▶ Stated exercise
Arrange the lines of the rows below, from the line containing "The component shall return one point per instance of the crease" through the final line of the rows, both inclusive, as a JSON list of strings, one string per line. Omit blank lines and include no other lines.

═════ Extracted material ═════

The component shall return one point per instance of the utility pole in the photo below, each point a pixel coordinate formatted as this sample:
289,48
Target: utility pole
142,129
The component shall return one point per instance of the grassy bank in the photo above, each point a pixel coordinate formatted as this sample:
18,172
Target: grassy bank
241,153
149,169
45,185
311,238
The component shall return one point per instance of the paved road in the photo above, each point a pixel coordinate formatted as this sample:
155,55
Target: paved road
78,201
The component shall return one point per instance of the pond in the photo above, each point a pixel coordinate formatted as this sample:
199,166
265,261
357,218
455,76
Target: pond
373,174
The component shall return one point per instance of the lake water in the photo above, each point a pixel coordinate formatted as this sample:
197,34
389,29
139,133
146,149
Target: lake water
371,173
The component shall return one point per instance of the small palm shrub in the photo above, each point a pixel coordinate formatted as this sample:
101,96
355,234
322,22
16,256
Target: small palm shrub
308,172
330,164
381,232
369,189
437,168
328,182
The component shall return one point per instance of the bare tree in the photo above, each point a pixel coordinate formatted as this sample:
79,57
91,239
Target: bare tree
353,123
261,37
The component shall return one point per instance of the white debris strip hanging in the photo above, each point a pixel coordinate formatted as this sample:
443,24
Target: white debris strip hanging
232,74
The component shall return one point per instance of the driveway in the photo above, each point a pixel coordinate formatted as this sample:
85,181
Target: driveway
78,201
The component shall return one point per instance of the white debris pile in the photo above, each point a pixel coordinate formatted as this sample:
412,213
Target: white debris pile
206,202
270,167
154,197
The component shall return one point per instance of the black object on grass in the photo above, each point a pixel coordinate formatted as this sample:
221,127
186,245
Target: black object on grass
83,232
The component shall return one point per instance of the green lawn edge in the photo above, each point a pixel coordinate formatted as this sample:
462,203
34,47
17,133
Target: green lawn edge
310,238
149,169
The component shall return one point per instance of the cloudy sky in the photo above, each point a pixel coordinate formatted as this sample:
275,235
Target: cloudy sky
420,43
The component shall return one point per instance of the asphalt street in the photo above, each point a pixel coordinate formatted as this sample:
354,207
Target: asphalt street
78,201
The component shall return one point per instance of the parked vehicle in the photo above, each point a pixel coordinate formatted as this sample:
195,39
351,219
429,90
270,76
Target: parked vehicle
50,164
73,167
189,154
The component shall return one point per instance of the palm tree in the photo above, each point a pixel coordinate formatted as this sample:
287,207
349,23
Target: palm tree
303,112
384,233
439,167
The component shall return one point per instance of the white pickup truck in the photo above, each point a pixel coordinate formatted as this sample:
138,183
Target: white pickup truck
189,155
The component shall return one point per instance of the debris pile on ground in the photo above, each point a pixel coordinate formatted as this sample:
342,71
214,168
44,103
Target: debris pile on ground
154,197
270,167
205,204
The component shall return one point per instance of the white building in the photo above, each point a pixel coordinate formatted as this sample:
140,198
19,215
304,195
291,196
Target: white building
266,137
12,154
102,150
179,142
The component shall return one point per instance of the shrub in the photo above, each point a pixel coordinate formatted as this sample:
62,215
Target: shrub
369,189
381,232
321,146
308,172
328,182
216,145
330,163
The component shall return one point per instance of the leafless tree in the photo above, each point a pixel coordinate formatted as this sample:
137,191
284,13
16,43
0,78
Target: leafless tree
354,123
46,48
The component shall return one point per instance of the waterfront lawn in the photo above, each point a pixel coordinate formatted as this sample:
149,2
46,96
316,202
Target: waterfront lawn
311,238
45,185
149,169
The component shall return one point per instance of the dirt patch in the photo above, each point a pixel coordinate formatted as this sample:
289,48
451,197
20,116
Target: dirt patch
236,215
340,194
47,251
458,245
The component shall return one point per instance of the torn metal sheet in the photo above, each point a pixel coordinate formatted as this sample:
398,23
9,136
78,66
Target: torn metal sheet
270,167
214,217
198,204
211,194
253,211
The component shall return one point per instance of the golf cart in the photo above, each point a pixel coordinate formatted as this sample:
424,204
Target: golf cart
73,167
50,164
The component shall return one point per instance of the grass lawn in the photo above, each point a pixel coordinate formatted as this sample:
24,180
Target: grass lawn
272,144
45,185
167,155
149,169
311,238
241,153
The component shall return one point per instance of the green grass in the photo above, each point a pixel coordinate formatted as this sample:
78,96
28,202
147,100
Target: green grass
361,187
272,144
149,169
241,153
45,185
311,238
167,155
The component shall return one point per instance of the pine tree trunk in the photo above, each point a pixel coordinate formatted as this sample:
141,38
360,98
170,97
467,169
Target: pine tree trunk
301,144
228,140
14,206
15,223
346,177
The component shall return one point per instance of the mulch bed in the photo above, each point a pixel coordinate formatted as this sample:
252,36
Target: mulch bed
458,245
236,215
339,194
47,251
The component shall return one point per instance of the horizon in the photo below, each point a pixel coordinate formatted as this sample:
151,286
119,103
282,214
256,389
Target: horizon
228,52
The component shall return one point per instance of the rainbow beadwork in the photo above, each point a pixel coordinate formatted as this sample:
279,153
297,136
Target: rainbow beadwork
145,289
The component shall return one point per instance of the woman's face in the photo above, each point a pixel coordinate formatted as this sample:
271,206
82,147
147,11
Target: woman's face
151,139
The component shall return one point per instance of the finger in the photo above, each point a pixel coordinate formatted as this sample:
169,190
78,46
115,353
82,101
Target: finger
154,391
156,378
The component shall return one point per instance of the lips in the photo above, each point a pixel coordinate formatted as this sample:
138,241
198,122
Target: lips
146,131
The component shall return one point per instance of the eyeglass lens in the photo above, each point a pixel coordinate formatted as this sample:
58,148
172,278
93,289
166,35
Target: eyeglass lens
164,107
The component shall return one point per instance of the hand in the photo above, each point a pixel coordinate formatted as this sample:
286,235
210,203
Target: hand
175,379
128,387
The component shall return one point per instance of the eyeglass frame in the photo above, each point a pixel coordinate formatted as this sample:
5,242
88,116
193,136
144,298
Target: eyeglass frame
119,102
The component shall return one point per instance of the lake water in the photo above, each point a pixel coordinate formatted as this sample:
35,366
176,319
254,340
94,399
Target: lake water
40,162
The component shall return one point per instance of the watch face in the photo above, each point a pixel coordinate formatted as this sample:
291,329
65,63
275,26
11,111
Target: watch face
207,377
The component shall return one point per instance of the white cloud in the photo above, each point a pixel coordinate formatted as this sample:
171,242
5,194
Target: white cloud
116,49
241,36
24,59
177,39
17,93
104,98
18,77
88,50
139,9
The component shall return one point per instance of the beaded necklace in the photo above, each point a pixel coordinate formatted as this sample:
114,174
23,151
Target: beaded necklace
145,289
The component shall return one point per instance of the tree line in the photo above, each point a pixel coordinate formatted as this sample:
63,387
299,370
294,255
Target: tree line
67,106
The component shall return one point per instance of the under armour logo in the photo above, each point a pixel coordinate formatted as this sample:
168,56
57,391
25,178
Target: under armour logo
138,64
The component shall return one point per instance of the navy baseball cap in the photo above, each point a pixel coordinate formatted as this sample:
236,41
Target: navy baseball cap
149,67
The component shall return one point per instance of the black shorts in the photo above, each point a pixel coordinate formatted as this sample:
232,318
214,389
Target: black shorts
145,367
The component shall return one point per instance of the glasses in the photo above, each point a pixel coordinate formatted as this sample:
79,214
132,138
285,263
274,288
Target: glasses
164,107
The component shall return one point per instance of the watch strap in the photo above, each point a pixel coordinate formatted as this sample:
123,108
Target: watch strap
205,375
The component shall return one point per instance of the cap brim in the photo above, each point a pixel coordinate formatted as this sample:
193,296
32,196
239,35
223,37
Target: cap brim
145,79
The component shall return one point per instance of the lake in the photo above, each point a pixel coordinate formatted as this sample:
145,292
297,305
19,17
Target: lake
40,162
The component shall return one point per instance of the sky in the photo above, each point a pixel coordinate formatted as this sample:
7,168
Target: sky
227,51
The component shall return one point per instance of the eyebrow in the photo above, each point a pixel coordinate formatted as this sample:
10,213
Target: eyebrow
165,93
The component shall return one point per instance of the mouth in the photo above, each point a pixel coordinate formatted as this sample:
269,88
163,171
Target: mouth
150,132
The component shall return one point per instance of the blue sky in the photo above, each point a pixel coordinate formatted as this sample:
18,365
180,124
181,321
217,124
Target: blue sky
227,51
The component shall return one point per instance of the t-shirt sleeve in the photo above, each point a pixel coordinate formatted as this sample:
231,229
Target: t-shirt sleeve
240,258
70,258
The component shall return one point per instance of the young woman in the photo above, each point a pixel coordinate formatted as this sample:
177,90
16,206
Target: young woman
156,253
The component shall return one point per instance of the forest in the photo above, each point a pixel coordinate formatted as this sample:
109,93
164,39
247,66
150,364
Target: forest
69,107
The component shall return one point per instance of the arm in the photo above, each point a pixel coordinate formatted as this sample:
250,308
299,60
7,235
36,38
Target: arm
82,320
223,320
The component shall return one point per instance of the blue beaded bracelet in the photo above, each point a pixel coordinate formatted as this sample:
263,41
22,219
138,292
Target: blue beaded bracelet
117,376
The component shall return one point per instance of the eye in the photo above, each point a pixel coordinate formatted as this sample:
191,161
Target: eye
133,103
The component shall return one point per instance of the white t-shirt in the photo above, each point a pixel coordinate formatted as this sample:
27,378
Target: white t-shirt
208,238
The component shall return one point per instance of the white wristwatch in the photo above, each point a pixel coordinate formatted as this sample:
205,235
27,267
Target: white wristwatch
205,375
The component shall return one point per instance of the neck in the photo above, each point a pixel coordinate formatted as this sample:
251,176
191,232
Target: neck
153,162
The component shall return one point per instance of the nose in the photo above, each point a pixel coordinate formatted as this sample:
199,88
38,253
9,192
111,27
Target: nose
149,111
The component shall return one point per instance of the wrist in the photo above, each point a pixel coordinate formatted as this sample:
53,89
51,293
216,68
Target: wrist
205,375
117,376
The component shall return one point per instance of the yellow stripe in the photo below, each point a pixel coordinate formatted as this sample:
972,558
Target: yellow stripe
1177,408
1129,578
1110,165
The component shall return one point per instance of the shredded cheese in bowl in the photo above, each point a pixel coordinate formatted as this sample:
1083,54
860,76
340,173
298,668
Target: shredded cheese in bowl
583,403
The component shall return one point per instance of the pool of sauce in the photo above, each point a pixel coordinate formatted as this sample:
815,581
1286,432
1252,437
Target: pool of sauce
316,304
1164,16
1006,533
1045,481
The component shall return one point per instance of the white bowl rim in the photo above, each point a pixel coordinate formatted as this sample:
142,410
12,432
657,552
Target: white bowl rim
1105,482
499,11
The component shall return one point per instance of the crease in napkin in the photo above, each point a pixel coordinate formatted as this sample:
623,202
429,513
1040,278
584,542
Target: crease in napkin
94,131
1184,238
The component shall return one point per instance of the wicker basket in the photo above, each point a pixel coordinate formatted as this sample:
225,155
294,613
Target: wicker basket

═════

▶ Written answer
[
  "The component shall return one point per instance of the crease in napkin in the photo above, each point a pixel coordinate formatted as this sample:",
  "623,202",
  "429,513",
  "1040,278",
  "584,542",
  "Target: crease in napkin",
  "94,131",
  "1184,238",
  "The component shall return one point per instance of the wicker basket in the photo above, each point a pixel coordinate formatted as this sample:",
  "225,155",
  "294,613",
  "Target: wicker basket"
]